## Problem to solve
Rewrite all of the data below, replacing "spot" with "point" and keeping everything else the same. Omit the pictures from your version.

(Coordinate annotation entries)
--- Begin ---

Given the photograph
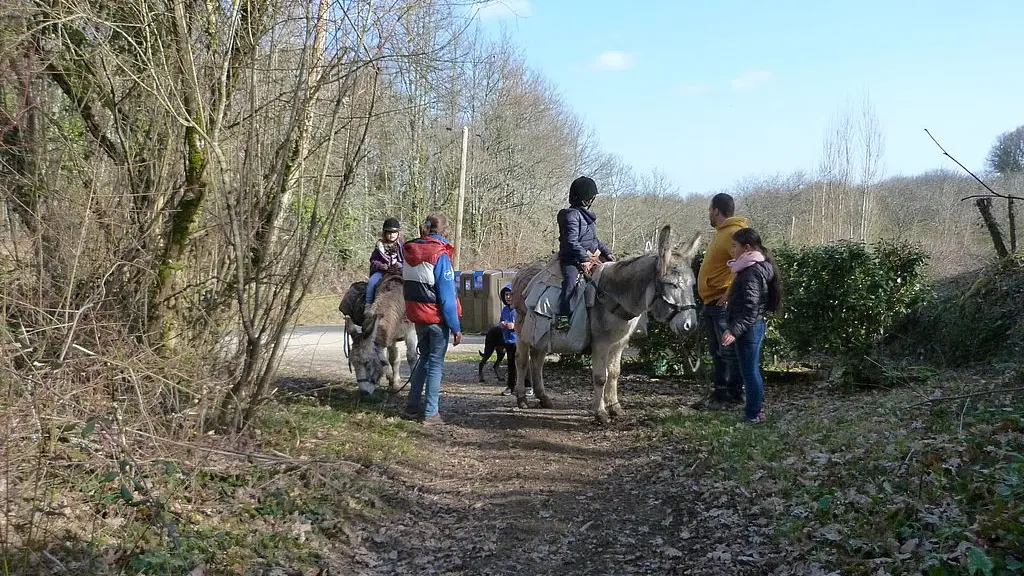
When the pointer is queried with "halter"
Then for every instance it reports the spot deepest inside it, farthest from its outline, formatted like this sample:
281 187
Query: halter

--- End ---

## Exercise response
Given the photograph
When the pointer is queried with "halter"
Then for every instance it reports the point deepest inside it, farthest from its outline, formatted like this sample:
281 187
Query: halter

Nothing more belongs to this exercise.